==== Material for this task ====

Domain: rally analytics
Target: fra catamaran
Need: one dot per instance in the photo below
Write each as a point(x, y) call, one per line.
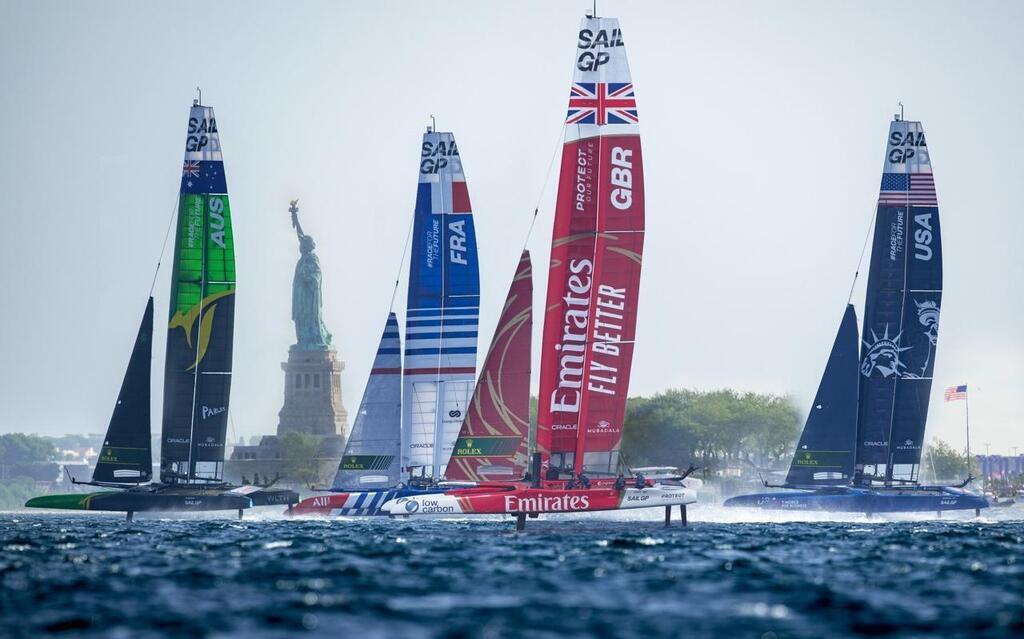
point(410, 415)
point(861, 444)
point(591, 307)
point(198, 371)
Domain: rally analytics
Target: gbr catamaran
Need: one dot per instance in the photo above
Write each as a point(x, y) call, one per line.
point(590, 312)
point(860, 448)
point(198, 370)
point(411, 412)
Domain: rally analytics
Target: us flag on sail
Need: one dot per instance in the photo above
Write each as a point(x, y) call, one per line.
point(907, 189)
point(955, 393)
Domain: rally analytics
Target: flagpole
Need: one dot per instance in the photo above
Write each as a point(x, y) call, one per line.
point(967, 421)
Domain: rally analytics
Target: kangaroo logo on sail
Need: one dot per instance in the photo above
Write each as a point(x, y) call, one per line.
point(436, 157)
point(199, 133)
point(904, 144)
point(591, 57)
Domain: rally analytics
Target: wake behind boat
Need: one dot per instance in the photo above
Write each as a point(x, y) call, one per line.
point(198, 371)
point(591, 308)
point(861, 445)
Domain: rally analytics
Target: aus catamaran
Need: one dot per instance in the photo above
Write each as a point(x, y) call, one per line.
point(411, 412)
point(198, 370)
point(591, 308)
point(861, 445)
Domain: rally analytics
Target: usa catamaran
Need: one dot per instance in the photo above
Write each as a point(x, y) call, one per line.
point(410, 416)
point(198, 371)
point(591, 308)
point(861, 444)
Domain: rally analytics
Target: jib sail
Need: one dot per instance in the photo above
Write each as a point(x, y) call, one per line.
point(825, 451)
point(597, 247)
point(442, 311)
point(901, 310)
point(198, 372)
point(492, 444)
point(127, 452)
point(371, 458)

====

**Task objective:** Quote the records above in full, dropping each picture.

**The response:**
Domain: rally analytics
Target: fra catamaran
Need: one dot per instance in the photo below
Write each as a point(x, y) call, one per line.
point(410, 415)
point(861, 444)
point(591, 307)
point(198, 371)
Domain: rally analytics
Target: gbr catamaran
Need: one dot per instance in the photo above
Write each as a point(x, y) call, one per line.
point(590, 312)
point(860, 448)
point(198, 370)
point(411, 412)
Domain: rally analytics
Target: us flag on sail
Need: one dot per instance in the photo above
Write each as a point(x, y) call, one per line.
point(907, 189)
point(955, 393)
Domain: rally analytics
Target: flagpole
Need: one dot per instance in the photo above
Write each as a point(x, y) call, one per line.
point(967, 421)
Domain: rally analytics
Target: kangaroo logo on sail
Need: one dot per instance in the photo above
Write each as a point(x, y) call, one per line.
point(436, 157)
point(199, 133)
point(904, 144)
point(591, 57)
Domain: rally analytics
Target: wake behind boat
Need: one dot per instance in the photo above
Write each as a point(x, y) call, one per line.
point(198, 371)
point(591, 308)
point(861, 445)
Domain: rally analytics
Target: aus catamaran
Need: one dot per instance in the photo above
Write each as a point(x, y) call, one per line.
point(411, 412)
point(198, 370)
point(591, 308)
point(861, 445)
Domain: rally analytics
Target: usa catamaran
Need: one dot per instance in the photo above
Write each as a point(x, y) call, one per line.
point(410, 416)
point(198, 371)
point(591, 308)
point(861, 444)
Domain: rally analytics
Target: jib sail
Need: one dot per instance in the photo above
Write each as a point(x, y) call, one per line.
point(825, 451)
point(597, 247)
point(442, 311)
point(901, 310)
point(198, 372)
point(492, 444)
point(127, 452)
point(371, 458)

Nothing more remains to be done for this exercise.